--- START ---
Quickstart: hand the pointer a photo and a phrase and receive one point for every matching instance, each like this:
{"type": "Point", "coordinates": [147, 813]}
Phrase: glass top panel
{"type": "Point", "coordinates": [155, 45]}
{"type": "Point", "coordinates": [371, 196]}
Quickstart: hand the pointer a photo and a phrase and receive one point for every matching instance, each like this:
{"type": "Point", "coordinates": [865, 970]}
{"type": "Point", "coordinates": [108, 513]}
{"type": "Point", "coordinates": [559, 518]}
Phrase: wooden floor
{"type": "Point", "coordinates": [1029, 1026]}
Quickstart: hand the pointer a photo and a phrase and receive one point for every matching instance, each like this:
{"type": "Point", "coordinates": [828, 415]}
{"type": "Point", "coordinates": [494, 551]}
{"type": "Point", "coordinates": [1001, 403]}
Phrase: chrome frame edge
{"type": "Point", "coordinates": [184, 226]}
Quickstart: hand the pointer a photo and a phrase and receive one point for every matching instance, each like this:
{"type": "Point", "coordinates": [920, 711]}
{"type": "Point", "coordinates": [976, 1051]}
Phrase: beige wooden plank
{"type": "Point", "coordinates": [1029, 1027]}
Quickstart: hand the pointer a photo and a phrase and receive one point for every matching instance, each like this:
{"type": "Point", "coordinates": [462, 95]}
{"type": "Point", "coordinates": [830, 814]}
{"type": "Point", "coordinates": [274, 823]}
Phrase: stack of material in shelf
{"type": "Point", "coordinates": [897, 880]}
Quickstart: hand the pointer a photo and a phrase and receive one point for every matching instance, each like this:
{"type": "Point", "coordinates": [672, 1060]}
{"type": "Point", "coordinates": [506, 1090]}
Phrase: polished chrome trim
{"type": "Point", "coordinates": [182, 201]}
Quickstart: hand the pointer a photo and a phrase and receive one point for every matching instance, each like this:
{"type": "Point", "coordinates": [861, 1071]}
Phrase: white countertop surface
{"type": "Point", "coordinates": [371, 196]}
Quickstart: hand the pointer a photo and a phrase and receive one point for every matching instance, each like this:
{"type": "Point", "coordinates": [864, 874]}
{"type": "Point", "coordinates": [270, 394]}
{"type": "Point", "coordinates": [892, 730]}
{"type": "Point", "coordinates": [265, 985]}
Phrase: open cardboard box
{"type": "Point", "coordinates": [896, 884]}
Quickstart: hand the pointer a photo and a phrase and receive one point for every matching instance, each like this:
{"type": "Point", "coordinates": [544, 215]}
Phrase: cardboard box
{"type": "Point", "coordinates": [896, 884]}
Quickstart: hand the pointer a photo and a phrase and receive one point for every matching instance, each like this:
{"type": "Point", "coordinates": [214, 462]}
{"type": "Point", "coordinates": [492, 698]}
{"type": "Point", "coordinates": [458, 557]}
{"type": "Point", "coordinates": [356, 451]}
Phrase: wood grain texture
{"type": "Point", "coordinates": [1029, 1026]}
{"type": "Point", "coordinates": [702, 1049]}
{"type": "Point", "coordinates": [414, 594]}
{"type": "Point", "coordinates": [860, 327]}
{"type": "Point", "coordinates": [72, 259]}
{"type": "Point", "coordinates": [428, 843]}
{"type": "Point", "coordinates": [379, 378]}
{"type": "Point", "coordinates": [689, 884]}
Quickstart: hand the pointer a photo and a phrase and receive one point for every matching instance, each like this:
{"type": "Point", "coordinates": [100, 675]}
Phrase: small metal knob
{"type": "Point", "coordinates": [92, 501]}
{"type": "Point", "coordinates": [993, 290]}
--- END ---
Reproduce, exactly and with both ends included, every line from the one that contains "Phrase: wood grain texture" to the end of the listing above.

__RESPONSE AREA__:
Phrase: wood grain texture
{"type": "Point", "coordinates": [1029, 1026]}
{"type": "Point", "coordinates": [702, 1049]}
{"type": "Point", "coordinates": [414, 594]}
{"type": "Point", "coordinates": [860, 327]}
{"type": "Point", "coordinates": [72, 259]}
{"type": "Point", "coordinates": [428, 843]}
{"type": "Point", "coordinates": [379, 378]}
{"type": "Point", "coordinates": [689, 884]}
Quickstart: hand the pointer a photo and a phrase and receive one point for every matching instance, each like this:
{"type": "Point", "coordinates": [100, 675]}
Phrase: small metal knob
{"type": "Point", "coordinates": [92, 501]}
{"type": "Point", "coordinates": [993, 290]}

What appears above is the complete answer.